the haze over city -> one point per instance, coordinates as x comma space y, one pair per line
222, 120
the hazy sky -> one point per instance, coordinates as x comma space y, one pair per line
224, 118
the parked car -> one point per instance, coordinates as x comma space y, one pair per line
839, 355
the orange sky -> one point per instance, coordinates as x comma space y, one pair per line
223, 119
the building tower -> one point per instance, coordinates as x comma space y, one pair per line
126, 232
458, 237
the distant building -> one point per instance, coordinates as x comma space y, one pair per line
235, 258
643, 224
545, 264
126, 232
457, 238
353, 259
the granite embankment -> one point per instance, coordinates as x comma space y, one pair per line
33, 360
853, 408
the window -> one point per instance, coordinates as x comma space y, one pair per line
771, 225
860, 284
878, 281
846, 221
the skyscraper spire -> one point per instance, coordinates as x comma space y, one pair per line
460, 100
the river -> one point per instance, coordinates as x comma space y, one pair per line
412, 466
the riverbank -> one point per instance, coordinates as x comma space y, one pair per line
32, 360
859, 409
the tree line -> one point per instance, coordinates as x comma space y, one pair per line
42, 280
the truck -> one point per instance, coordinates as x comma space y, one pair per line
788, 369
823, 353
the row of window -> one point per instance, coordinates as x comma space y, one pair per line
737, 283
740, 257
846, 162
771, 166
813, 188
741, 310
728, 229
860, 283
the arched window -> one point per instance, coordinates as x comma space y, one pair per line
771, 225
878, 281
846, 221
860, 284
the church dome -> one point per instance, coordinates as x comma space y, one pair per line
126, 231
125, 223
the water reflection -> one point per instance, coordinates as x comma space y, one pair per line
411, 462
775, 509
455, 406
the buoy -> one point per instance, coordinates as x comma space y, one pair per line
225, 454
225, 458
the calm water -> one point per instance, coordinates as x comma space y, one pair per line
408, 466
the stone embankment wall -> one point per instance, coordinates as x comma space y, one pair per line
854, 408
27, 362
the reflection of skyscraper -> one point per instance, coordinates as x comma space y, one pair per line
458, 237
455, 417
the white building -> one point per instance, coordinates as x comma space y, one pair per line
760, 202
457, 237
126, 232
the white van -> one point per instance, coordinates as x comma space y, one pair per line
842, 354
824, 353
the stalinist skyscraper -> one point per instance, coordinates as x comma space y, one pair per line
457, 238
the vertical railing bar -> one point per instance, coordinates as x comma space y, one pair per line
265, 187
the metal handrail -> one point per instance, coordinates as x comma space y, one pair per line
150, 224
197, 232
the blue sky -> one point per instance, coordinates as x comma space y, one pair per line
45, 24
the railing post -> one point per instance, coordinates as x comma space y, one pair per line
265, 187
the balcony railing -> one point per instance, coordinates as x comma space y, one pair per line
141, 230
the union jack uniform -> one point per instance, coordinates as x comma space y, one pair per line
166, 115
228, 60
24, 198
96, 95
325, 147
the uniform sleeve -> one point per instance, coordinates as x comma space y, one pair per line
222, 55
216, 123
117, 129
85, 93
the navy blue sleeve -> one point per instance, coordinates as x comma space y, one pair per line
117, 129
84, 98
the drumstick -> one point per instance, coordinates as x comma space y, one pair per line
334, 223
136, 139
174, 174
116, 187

- - - - -

◆ **Exercise directions**: All the lines above should come back exactly as written.

◆ **Task output**:
the haze over city -> one point per instance, coordinates as x comma space y, one pair per line
222, 120
the hazy sky -> one point per instance, coordinates as x comma space y, one pair per line
224, 118
the parked car -> one point per instance, coordinates as x comma space y, one pair per line
839, 355
the orange sky -> one point per instance, coordinates as x comma space y, one pair per line
223, 119
the building tower -> one point per instance, coordinates as x comma space y, one pair per line
126, 232
458, 237
the distant building -> one point per instance, coordinates as x comma space y, one pair per line
235, 258
643, 224
545, 264
126, 232
457, 238
353, 259
the granite embankment -> one point per instance, coordinates as x comma space y, one pair per line
33, 360
853, 408
the window -> one point per instance, coordinates as x comma space y, one pair per line
771, 225
860, 284
878, 281
846, 221
the skyscraper spire -> one point per instance, coordinates as x comma space y, one pair per line
460, 100
the river -> one point per instance, coordinates as x comma space y, one pair per line
412, 466
the riverbank -> one point per instance, coordinates as x comma space y, one pair per line
32, 360
859, 409
the tree line -> one point per instance, coordinates as x comma space y, one pair per line
42, 280
the truck -> one point per instance, coordinates as x comma space y, one pair per line
788, 369
823, 353
the row of window -> one point per instance, coordinates as x comma space y, one pair per line
737, 283
740, 257
846, 162
771, 166
813, 188
741, 310
728, 229
860, 283
the arched window -> one point per instance, coordinates as x comma space y, one pair per line
771, 225
878, 281
846, 221
860, 284
the church dome -> one point per instance, coordinates as x comma space y, one pair per line
126, 231
125, 223
the water reflection -> one point per instance, coordinates as x comma space y, one pair per line
411, 462
775, 509
455, 406
the buoy -> one point per instance, coordinates as x comma space y, one pair per line
225, 454
225, 458
the calm water -> one point per instance, coordinates as x comma space y, one pair per line
408, 466
the stone embankment wall -> one point per instance, coordinates as x comma space y, one pair per line
854, 408
27, 362
the reflection of skyscraper -> one point per instance, coordinates as x comma space y, one pair per line
458, 237
455, 417
the white building -> one point per instance, coordinates as x comma space y, one pair per line
760, 202
457, 237
126, 232
the white van -> one point per instance, coordinates as x comma space y, one pair per line
842, 354
824, 353
the stalinist skyscraper -> one point per instance, coordinates as x comma space y, one pair per line
457, 238
the vertical railing bar -> one point per instance, coordinates as x comma space y, one pair per line
265, 187
the metal handrail -> one point per instance, coordinates as x comma space y, one pair per line
150, 224
197, 232
the blue sky -> one point per instance, coordinates as x comma space y, one pair per line
45, 24
the railing post -> one point per instance, coordinates as x comma space y, one pair per line
265, 187
the balcony railing -> one point per instance, coordinates as x comma space y, one pair per line
141, 230
the union jack uniform -> one point per instance, coordinates as x comma space y, one pair per line
166, 115
228, 60
24, 198
96, 95
325, 147
the uniform sleeve -> one point per instance, coordinates as x comma space y, one pair per line
222, 55
216, 123
117, 129
85, 93
the navy blue sleeve -> one point per instance, coordinates as x comma space y, one pair per line
117, 129
84, 98
the drumstick -> one point per instance, coordinates as x comma space y, one pair per line
334, 223
136, 139
174, 174
116, 187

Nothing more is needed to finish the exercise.